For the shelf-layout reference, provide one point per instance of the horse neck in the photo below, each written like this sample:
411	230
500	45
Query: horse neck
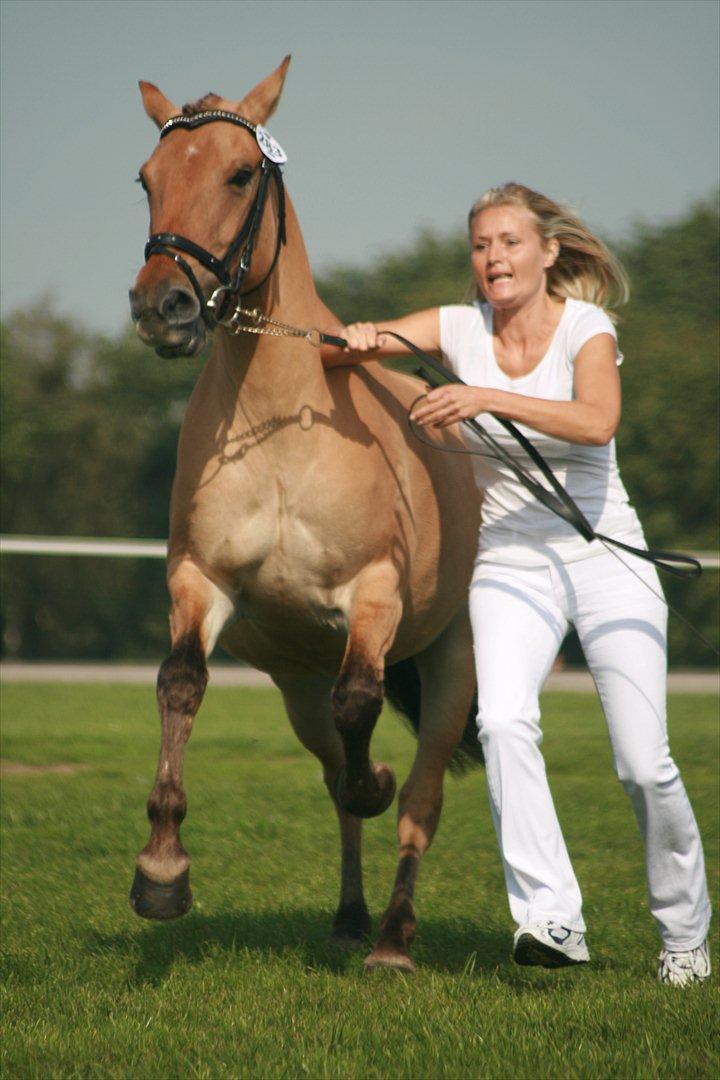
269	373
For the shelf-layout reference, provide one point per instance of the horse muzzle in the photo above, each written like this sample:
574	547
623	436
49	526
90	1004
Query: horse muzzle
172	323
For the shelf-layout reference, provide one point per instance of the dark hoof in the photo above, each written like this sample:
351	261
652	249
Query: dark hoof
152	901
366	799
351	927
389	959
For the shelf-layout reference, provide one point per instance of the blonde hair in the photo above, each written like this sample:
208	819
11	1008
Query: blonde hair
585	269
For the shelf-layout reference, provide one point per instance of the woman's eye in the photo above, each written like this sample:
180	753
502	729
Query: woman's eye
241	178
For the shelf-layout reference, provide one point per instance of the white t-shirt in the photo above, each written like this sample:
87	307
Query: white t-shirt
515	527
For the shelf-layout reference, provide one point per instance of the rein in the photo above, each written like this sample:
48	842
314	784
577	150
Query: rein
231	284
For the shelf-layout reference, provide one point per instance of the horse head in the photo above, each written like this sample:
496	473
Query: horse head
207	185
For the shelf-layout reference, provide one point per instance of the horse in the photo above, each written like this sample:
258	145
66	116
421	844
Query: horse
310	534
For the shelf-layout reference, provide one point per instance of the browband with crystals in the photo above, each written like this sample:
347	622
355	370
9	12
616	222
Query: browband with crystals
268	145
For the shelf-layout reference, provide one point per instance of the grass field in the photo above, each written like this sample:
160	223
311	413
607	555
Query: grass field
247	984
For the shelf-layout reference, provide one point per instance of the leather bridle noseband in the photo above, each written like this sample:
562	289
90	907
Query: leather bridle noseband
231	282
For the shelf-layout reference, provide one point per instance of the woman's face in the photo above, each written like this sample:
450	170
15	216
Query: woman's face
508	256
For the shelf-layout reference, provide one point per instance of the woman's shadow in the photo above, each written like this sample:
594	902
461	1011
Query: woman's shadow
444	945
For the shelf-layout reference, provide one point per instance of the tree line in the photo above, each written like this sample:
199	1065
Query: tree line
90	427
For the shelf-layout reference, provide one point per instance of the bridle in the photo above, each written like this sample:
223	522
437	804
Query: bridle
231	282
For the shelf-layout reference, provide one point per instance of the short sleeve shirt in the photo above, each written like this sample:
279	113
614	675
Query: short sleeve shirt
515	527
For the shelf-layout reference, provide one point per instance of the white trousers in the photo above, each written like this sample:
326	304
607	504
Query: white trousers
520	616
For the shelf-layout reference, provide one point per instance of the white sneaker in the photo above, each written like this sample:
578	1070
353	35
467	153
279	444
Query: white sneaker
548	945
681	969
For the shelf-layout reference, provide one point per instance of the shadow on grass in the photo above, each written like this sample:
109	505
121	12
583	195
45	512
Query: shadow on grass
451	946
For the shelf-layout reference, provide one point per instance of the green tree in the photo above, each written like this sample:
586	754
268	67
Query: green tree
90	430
========
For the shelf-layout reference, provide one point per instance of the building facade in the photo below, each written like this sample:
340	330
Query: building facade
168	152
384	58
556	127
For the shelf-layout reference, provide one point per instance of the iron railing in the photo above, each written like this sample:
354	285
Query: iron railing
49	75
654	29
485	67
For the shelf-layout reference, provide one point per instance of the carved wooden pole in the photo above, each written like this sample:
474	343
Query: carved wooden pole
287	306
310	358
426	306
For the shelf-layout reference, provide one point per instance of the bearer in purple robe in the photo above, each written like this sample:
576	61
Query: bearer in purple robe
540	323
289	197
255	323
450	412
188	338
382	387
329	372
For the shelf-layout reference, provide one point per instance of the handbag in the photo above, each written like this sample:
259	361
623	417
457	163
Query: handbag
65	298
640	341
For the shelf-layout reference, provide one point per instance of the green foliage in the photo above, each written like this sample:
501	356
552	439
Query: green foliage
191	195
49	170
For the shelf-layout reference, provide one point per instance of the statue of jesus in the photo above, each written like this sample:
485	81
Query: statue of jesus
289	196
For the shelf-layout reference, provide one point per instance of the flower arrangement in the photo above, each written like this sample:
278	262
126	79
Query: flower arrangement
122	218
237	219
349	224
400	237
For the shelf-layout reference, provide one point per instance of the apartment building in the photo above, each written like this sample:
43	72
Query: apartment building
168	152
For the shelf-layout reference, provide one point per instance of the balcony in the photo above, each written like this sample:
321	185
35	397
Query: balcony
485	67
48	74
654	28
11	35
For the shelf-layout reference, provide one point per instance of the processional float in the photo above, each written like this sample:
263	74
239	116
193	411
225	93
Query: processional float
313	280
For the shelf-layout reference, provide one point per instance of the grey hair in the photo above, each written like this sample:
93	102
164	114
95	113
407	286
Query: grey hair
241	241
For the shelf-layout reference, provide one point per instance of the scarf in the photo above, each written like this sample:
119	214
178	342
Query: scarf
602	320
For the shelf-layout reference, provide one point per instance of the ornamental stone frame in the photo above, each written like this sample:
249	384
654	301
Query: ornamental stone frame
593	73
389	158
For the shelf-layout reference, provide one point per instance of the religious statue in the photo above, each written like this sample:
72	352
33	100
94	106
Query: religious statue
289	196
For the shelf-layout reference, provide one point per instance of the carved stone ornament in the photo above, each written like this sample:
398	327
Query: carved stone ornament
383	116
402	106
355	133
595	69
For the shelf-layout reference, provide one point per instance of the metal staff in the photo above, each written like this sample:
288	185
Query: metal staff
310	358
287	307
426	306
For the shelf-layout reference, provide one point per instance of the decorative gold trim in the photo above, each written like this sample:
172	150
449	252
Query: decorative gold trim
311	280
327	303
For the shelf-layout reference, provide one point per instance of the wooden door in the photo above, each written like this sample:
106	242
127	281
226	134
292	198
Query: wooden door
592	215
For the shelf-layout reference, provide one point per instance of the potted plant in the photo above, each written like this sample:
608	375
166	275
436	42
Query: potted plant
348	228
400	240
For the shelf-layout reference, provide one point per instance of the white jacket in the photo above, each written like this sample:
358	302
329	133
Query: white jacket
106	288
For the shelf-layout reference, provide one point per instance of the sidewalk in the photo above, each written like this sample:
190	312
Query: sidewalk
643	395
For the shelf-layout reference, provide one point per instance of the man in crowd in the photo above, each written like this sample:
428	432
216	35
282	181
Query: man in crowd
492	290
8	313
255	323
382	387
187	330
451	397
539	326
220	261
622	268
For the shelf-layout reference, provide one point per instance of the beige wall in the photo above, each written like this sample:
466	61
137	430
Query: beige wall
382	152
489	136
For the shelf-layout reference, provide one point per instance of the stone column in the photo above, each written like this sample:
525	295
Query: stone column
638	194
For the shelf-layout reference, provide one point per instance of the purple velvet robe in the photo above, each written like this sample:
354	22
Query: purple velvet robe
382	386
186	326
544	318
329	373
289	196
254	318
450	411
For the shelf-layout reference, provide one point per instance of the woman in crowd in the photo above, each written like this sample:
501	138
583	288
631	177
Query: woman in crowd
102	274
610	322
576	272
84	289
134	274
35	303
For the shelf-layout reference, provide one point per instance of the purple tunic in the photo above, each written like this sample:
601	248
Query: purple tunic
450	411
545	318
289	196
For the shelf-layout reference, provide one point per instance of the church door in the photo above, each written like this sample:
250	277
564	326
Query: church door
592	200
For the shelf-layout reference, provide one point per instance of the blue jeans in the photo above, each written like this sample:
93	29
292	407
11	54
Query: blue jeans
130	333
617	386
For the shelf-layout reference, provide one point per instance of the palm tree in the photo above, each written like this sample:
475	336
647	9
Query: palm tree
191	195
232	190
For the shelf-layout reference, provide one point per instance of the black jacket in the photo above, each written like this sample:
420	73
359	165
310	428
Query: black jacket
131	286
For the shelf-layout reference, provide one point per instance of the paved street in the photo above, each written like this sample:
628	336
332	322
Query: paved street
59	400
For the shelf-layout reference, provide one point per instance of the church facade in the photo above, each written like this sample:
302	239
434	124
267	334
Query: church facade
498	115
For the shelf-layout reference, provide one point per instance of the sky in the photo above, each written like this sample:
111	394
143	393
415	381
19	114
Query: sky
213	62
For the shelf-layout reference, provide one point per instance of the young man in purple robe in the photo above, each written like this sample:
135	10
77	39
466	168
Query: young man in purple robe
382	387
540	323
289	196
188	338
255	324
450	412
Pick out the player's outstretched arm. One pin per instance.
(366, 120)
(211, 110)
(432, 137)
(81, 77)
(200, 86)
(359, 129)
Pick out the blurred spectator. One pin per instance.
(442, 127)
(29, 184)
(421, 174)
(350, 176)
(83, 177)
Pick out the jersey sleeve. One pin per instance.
========
What the task requires.
Search the data and copy each line containing "below".

Exercise answer.
For the shelf-layout reference, provide one point per instance of the horse neck in the photo below, each written like this sample:
For the shelf-layout reference, provide one point per instance of the building facade in the photo below, each written like this sample:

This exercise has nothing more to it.